_PROMPT_
Rewrite the records below with every "tuples" replaced by "pairs", leaving everything else unchanged.

_PROVIDED DATA_
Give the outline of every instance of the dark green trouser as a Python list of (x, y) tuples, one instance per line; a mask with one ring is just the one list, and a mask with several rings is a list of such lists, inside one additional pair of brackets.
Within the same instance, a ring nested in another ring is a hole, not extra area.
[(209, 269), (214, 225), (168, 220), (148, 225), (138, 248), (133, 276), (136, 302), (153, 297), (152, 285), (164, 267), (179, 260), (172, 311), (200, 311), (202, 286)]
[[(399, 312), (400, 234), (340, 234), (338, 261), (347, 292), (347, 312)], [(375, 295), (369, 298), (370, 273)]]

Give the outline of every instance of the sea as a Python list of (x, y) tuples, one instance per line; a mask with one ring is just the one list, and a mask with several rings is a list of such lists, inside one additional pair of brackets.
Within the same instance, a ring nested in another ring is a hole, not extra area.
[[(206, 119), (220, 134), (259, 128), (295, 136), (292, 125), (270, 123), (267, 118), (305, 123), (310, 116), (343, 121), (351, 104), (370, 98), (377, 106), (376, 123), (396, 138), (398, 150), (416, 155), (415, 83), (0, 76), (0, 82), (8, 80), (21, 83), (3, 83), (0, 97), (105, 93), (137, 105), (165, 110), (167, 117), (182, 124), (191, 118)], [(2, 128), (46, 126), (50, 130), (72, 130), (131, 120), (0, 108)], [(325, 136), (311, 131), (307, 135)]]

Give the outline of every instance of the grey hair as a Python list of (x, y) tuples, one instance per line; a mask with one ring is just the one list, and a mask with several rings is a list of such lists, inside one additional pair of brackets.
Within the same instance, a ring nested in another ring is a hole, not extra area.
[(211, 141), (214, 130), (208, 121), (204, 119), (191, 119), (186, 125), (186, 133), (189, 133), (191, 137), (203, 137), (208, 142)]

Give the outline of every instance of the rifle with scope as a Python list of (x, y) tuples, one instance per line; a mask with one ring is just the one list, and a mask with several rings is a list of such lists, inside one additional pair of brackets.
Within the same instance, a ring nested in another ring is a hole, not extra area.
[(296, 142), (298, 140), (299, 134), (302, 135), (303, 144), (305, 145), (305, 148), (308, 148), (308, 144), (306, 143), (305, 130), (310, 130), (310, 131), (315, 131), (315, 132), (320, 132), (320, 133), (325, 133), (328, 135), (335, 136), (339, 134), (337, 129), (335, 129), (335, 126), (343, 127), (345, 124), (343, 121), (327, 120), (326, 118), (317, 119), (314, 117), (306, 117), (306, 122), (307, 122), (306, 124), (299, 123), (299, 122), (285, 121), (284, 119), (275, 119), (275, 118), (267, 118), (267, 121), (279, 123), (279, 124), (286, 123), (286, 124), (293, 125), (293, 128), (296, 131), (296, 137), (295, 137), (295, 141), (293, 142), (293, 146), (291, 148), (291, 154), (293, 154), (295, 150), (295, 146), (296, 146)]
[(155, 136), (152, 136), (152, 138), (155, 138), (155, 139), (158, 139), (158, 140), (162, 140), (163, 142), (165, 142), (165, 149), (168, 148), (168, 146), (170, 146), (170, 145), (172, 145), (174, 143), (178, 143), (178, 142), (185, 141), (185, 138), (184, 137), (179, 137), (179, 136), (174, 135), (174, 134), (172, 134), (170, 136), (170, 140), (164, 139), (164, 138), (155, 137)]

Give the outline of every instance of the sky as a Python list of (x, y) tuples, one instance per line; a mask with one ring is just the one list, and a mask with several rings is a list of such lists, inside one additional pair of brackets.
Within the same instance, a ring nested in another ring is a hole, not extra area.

_EXERCISE SOLUTION_
Give the outline of every instance of the dark green trouser as a Python list of (x, y) pairs, one instance per line; a mask with one ring is just the one list, and a mask with several rings is a list of such lists, inside one additional pair of brackets.
Within the same instance, a ring nested in another ring is a hole, not extra area.
[(209, 269), (214, 225), (168, 220), (148, 225), (138, 248), (133, 276), (136, 302), (153, 297), (152, 285), (164, 267), (179, 260), (172, 311), (200, 311), (202, 286)]
[[(399, 312), (400, 234), (340, 234), (338, 261), (347, 292), (347, 312)], [(375, 295), (369, 298), (370, 273)]]

Give the outline of every instance of the sea as a Python list of (x, y) pairs, one instance per line; a mask with one ring is just the one list, and a mask with several rings is a list of such lists, inside one additional pair of brackets.
Within the same instance, a ring nested in another ring is a hole, not extra area.
[[(206, 119), (220, 134), (259, 128), (295, 136), (292, 125), (270, 123), (267, 118), (305, 123), (310, 116), (343, 121), (351, 104), (370, 98), (377, 106), (376, 123), (396, 138), (398, 150), (416, 155), (415, 83), (0, 76), (0, 82), (8, 80), (21, 83), (3, 83), (0, 97), (105, 93), (137, 105), (165, 110), (167, 117), (182, 124), (191, 118)], [(2, 128), (46, 126), (50, 130), (72, 130), (131, 120), (0, 108)], [(325, 136), (311, 131), (307, 135)]]

Give the outline of every instance of the grey hair as a Python list of (x, y) pairs, one instance per line; a mask with one ring is just the one list, and a mask with several rings is a list of such lists, inside one additional pair of brackets.
Within the same instance, a ring nested in another ring is a hole, not extra area.
[(211, 141), (214, 130), (208, 121), (204, 119), (191, 119), (186, 125), (186, 133), (189, 133), (191, 137), (203, 137), (208, 142)]

Give the outline of every instance of the rifle with scope as a Python list of (x, y) pairs, one instance per line; a mask with one ring is just the one list, and a mask with several rings is a list of such lists, inside one additional pair of brackets.
Within the same instance, a ring nested in another ring is a hole, not extra area.
[(296, 142), (298, 140), (299, 134), (302, 135), (303, 144), (305, 145), (305, 148), (308, 148), (308, 144), (306, 143), (305, 130), (310, 130), (310, 131), (315, 131), (315, 132), (320, 132), (320, 133), (325, 133), (328, 135), (335, 136), (339, 134), (337, 129), (335, 129), (335, 126), (343, 127), (345, 124), (343, 121), (327, 120), (326, 118), (317, 119), (314, 117), (306, 117), (306, 122), (307, 122), (306, 124), (299, 123), (299, 122), (285, 121), (284, 119), (275, 119), (275, 118), (267, 118), (267, 121), (279, 123), (279, 124), (286, 123), (286, 124), (293, 125), (293, 128), (296, 131), (296, 137), (295, 137), (295, 141), (293, 142), (293, 146), (291, 148), (291, 154), (293, 154), (295, 150), (295, 146), (296, 146)]
[(155, 136), (152, 136), (152, 138), (155, 138), (155, 139), (158, 139), (158, 140), (162, 140), (163, 142), (165, 142), (165, 149), (168, 148), (168, 146), (170, 146), (170, 145), (172, 145), (174, 143), (178, 143), (178, 142), (185, 141), (185, 138), (184, 137), (179, 137), (179, 136), (174, 135), (174, 134), (172, 134), (170, 136), (170, 140), (164, 139), (164, 138), (155, 137)]

Give the outline of every instance of the sky as a Python list of (x, y) pairs, one instance per line; a mask with one ring is just the one list, and a mask with several rings is a list of such lists, inside one additional pair of brackets.
Within the same instance, a ring nested in another ring is a hole, not extra area.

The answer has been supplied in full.